Please explain, using the text on Bangalore school costs below, why educational institutions that are exempt from property tax must still pay 25% of the tax amount to the corporation.

Document text:

•••

It is final now. All un-aided schools in Bangalore will now have to shell out property tax as they will be included in the list of commercial properties. The taxation will be as per commercial rates. So far, educational institutions used to be included under the charity umbrella and were paying only 25% of the total property tax. But from now on, they might have to shell out Rs 3-5 per sqft. It is expected that this taxation will get reflected in the student fees from the next academic session.
At the beginning of a new academic year, all students in a school need to procure their new books, notebooks and stationery. Some schools just provide a book list and the parents go from place to place to procure the material. While other schools point the parents to a particular book store that the school might have tied up with. And the third category of schools tie up with retailers, and the latter open up a book stall inside the school premises for a few days.
The last category sees the most amount of blatant cheating. Here is an example from one of the book distributor retailers in Bangalore - Subhas Books. Not that they have a great reputation for doing clean business even otherwise in the market. Subhas books sells their wares in many schools in Bangalore. Their overall invoice (and packing list) is broken down to books as one category, and notebooks and stationery as the other. The example that I use is of a UKG invoice in a CBSE school, where Subhas Books supplies. The books are individually priced at MRP, which is alright. The other category which is priced above Rs 1000 is where the cheating happens. The branded stationery totals up to a little more than Rs 400 (from the MRP labels). The other material remaining are six notebooks (school branded but without MRP), one color paper packet, some labels, brown plastic covers and a school diary (both without price). This implies that the remaining material costs close to Rs 600 per the retailer, which is totally impossible!
This might not sound very untoward to you, or maybe it does. If you have experienced something like this, do write in to us. We will publish the names of these retailers, and the schools too.
Unscrupulous book retailers to avoid:
- Subhas Books - Bangalore (they sell at Royale Concorde International School)
Unaware Of revised SAS Rules, schools have to pay surcharge on tax. More than 800 schools and colleges in Bangalore are receiving notices from the BBMP with a list of arrears since 2008. At a broad level, all educational institutions in the city are exempt from paying property tax. However, the revised rules under self-assessment scheme (SAS) 2008 make it mandatory that they pay 25% of the tax amount as ‘service charges’ to the corporation considering that they also use the civic amenities provided. Majority of the institutions are not aware of the revised rules.
As per BBMP records, there are over 2,000 schools and colleges in the city including at least eight national institutions. Per BBMP, only 60% of them have promptly paid the service charges since 2008.
We ran a small physical store at the Christmas carnival of Royale Concorde International School in Bangalore on the 17th December. This was our first live experience, with limited merchandise of some stationery from Faber Castell, books from Scholar's Hub and CDs from Edurite (Manipal K-12).
Given the fact that people did not expect to see a Retail store selling our type of merchandise, we did perhaps not too badly. The experience got us a bunch of learning in terms of visual merchandising, managing the store itself and attempting to block shrinkage. And some amount of shrinkage did happen when crowds came in and we got a bit short-handed.
Shrinkage might be getting choked in the US, but certainly is a living nightmare in Retail in India. Also, of course we were doing manual billing and thus it became rather impossible to do quick reconciliations multiple times in the day. We lost at least two high value CDs, and probably some books and a bit of stationery but fortunately all in very small quantities.

•••

Data excerpts
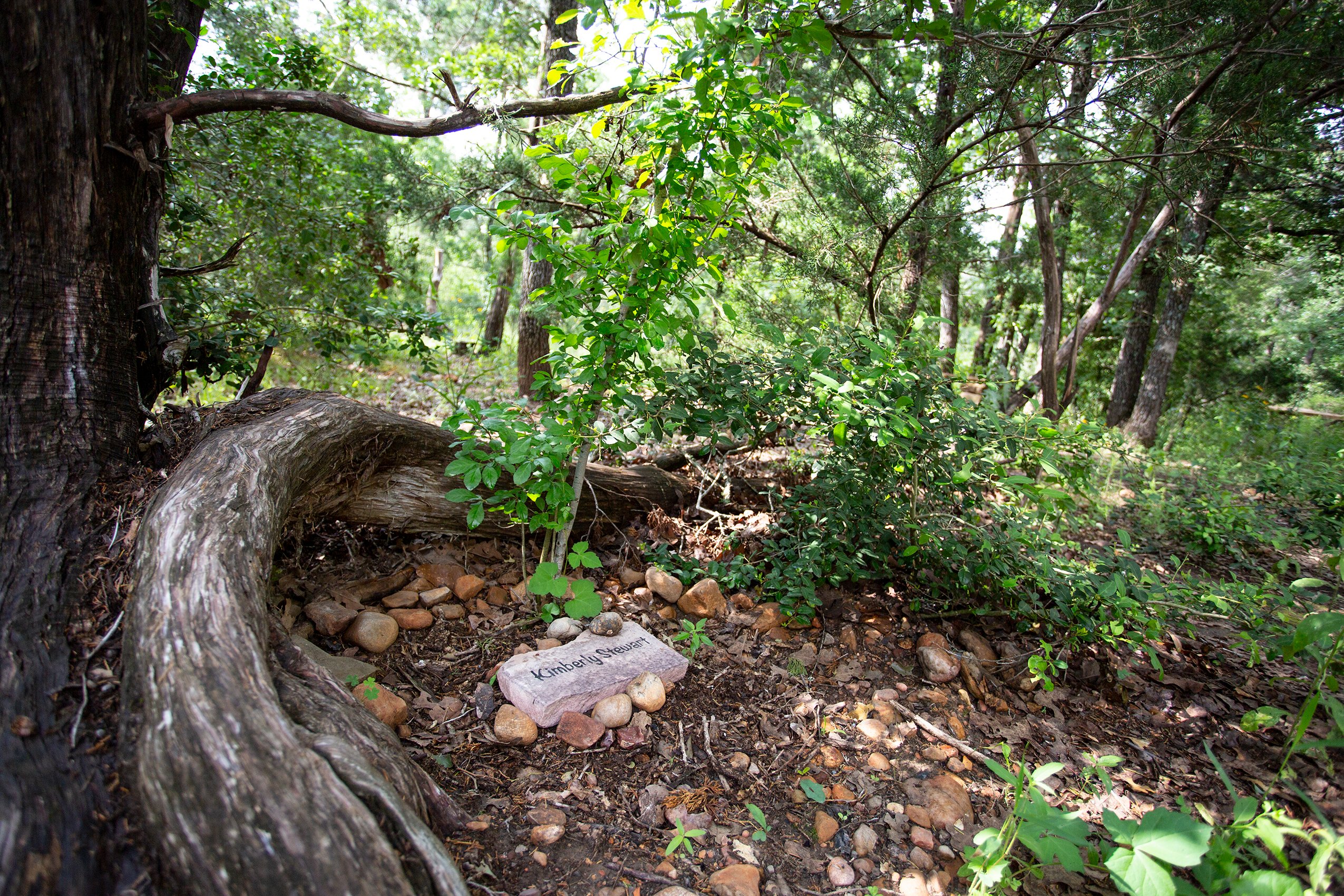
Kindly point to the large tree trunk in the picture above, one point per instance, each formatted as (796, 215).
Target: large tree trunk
(256, 772)
(499, 305)
(534, 342)
(1148, 407)
(1133, 349)
(77, 260)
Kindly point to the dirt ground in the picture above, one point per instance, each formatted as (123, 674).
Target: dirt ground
(754, 719)
(792, 720)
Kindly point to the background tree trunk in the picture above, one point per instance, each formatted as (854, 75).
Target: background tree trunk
(240, 753)
(917, 248)
(534, 343)
(1133, 349)
(1003, 265)
(1148, 405)
(436, 277)
(499, 305)
(1050, 288)
(949, 308)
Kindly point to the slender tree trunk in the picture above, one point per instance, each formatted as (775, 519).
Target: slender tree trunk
(949, 308)
(1148, 406)
(1003, 265)
(1019, 351)
(534, 342)
(917, 248)
(79, 287)
(1050, 288)
(499, 305)
(1133, 349)
(436, 277)
(1017, 296)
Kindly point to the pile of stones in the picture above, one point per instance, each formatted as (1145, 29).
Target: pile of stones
(595, 684)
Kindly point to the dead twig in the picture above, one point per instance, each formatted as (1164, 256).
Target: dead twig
(643, 875)
(941, 735)
(84, 679)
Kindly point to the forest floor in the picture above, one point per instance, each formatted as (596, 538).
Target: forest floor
(758, 714)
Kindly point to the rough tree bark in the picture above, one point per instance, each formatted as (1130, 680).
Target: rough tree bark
(79, 266)
(534, 342)
(255, 770)
(949, 308)
(1133, 349)
(499, 305)
(917, 248)
(436, 277)
(1148, 406)
(1051, 305)
(1003, 265)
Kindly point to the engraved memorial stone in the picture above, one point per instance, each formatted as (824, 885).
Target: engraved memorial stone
(573, 677)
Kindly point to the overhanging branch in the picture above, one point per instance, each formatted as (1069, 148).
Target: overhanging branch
(151, 116)
(219, 264)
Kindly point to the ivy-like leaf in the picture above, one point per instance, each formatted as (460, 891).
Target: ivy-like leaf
(587, 601)
(1139, 875)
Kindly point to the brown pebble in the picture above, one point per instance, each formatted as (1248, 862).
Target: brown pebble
(413, 620)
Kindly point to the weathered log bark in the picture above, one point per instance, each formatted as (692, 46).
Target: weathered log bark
(79, 265)
(255, 770)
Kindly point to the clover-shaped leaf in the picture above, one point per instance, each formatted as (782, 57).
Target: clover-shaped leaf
(581, 557)
(548, 581)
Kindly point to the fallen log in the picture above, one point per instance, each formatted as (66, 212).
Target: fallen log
(255, 770)
(1307, 412)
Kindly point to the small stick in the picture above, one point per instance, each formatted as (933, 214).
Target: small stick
(643, 875)
(84, 680)
(941, 735)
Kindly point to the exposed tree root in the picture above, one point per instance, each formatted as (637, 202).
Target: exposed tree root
(256, 772)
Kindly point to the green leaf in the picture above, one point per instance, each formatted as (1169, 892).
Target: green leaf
(1261, 718)
(1172, 837)
(587, 601)
(1137, 875)
(460, 465)
(1312, 629)
(758, 817)
(1267, 883)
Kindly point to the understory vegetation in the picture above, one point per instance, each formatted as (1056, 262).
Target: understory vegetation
(850, 242)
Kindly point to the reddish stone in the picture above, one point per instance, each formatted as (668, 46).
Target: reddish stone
(631, 736)
(412, 618)
(440, 574)
(468, 586)
(328, 617)
(578, 730)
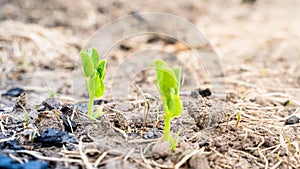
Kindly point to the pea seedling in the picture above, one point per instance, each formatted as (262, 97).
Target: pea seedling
(169, 86)
(93, 71)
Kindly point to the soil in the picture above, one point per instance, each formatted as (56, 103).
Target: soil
(255, 126)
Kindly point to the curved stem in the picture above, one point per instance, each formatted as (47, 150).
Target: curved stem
(167, 129)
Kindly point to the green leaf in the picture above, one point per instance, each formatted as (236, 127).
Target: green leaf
(177, 72)
(95, 56)
(92, 86)
(101, 69)
(87, 64)
(97, 87)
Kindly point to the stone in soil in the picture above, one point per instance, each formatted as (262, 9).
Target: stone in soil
(14, 92)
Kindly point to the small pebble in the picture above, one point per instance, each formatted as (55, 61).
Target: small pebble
(292, 120)
(149, 135)
(155, 132)
(14, 92)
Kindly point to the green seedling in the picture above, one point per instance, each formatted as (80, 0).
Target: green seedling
(26, 115)
(51, 93)
(168, 83)
(93, 71)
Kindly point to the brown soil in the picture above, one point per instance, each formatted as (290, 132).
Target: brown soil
(258, 45)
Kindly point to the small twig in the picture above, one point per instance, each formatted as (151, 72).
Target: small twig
(265, 159)
(121, 131)
(147, 106)
(39, 156)
(276, 165)
(188, 156)
(160, 165)
(130, 152)
(7, 139)
(2, 128)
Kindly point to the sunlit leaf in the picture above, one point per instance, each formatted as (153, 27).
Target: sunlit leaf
(87, 64)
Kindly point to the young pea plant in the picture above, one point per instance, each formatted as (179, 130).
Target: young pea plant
(93, 71)
(168, 81)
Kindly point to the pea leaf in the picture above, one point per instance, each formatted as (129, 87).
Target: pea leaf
(87, 64)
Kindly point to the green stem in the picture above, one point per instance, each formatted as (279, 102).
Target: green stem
(91, 105)
(167, 129)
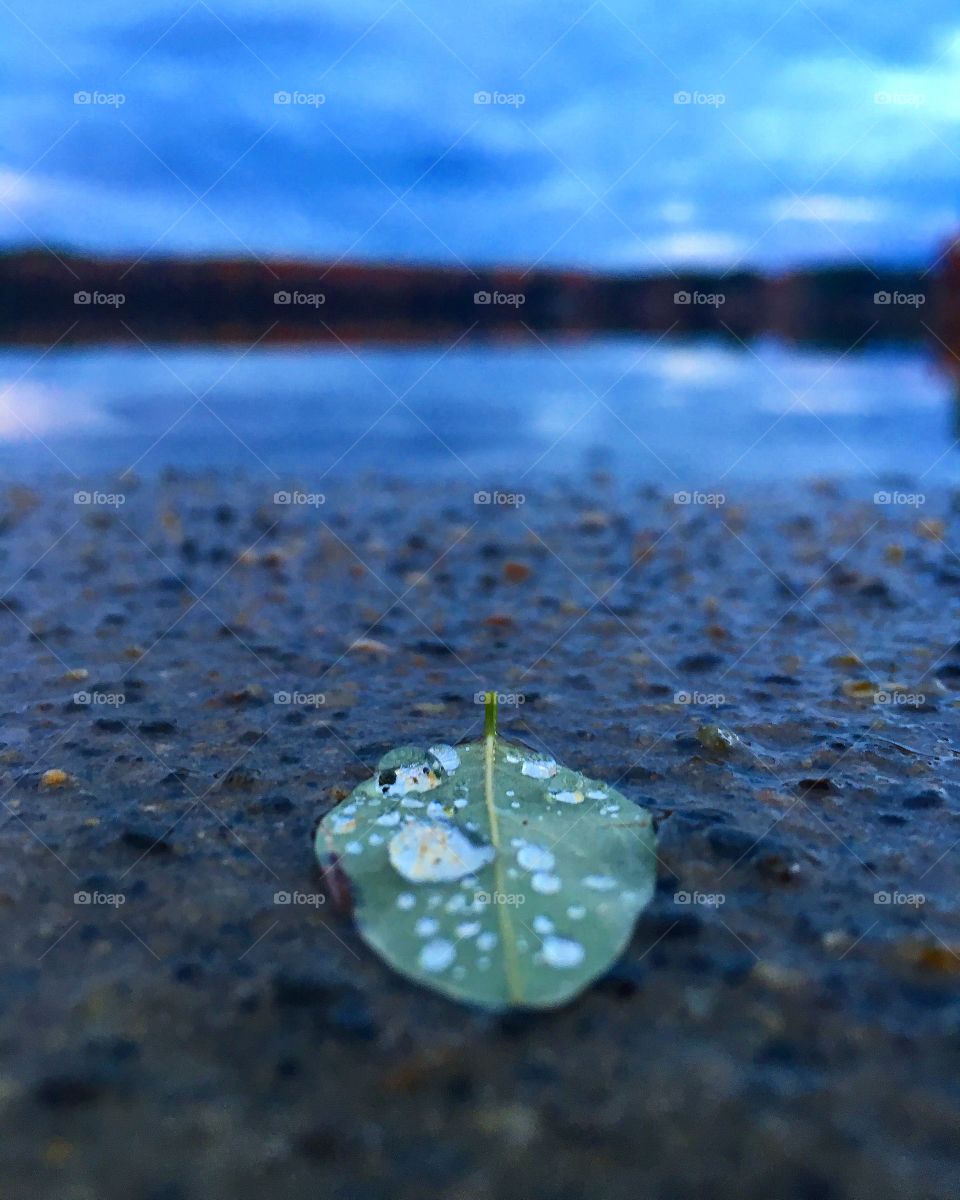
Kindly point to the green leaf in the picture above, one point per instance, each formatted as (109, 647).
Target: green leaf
(491, 873)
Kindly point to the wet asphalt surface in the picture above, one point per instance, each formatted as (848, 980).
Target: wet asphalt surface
(774, 677)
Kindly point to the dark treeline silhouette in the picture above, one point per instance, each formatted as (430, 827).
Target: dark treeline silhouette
(45, 297)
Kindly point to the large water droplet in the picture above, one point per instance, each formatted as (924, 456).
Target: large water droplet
(562, 952)
(436, 852)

•••

Written answer: The revised rules under the self-assessment scheme (SAS) 2008 make this 25% payment mandatory as "service charges." The rules require it because the institutions also use the civic amenities the corporation provides.